Reading text >>
======
Once embedding dimension is at the sweet spot, the constraint shifts to sequence length. Standard self-attention is O(n²) in context length — doubling the window quadruples compute. The same geometric insight applies: distant tokens don't need full-resolution attention. They carry less contextual specificity and can be represented at lower fidelity without meaningful quality loss.
Approaches that exploit this graduated precision extend effective context from 4–8K to 32–256K tokens at compute overhead of 1.2–1.5× rather than the 16–1000× that naïve scaling would require.
Compute vs Context Length — Standard vs Sparse Approaches
Standard O(n²) becomes infeasible past 32K tokens. Graduated hierarchical attention achieves near-linear scaling across the same range.
Sliding window with global tokens. Each token attends to a local window (4K tokens) plus a sparse set of global tokens (256) that see the full sequence. Effective context of 128K at 1/29th the compute of full attention.
Graduated KV-cache compression. Store recent tokens at full precision (fp32), compress older tokens progressively through fp16, int8, and int4. A 128K context that would occupy 8.4 GB of KV cache occupies roughly 425 MB — a 20× reduction with negligible quality impact.
======
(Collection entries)

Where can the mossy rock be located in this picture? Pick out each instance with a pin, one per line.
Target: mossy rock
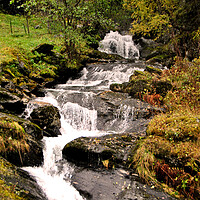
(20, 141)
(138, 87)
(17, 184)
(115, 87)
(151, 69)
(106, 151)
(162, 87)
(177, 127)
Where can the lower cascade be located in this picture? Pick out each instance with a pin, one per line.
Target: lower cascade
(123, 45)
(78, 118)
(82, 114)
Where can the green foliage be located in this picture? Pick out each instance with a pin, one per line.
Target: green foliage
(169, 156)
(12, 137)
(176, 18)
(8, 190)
======
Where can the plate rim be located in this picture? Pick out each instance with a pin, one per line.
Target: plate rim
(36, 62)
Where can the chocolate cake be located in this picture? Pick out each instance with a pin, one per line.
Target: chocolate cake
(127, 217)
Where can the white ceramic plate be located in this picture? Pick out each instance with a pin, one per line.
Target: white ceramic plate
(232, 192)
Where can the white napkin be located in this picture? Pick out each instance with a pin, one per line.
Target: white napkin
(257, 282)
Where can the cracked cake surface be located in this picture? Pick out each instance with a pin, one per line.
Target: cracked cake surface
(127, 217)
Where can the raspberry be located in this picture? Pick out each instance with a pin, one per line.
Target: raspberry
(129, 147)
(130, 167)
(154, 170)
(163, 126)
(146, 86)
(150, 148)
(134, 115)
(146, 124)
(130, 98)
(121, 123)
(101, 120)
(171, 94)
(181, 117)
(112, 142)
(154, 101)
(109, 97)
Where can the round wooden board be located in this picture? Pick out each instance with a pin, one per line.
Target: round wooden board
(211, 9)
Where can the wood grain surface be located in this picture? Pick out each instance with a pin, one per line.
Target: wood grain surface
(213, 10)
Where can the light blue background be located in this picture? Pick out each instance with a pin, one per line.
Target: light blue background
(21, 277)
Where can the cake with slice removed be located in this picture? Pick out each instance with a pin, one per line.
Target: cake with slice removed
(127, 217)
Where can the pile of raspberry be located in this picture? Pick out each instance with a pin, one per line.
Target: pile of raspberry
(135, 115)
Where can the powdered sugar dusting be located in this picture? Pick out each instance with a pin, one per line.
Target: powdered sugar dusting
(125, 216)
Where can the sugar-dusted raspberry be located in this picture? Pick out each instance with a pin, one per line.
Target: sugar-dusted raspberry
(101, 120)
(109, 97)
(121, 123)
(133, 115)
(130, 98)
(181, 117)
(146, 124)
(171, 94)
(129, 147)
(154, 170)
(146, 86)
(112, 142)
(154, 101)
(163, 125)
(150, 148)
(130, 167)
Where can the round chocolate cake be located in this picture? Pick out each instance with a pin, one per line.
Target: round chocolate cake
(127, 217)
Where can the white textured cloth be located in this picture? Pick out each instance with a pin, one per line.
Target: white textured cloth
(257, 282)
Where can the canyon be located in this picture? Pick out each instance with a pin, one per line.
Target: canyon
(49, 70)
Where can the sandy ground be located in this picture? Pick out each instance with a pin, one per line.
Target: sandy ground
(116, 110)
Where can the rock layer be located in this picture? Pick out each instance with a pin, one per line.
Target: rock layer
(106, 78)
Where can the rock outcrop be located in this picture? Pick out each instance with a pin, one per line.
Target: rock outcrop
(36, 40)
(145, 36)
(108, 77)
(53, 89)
======
Work item A >> Retype part of the passage on attention and context length above, starting at the words "Compute vs Context" and stopping after the words "the same range.".
Work item B >> In the passage on attention and context length, how many tokens are in the local window that each token attends to under the sliding-window approach?

Response area A >>
Compute vs Context Length — Standard vs Sparse Approaches
Standard O(n²) becomes infeasible past 32K tokens. Graduated hierarchical attention achieves near-linear scaling across the same range.

Response area B >> 4K tokens.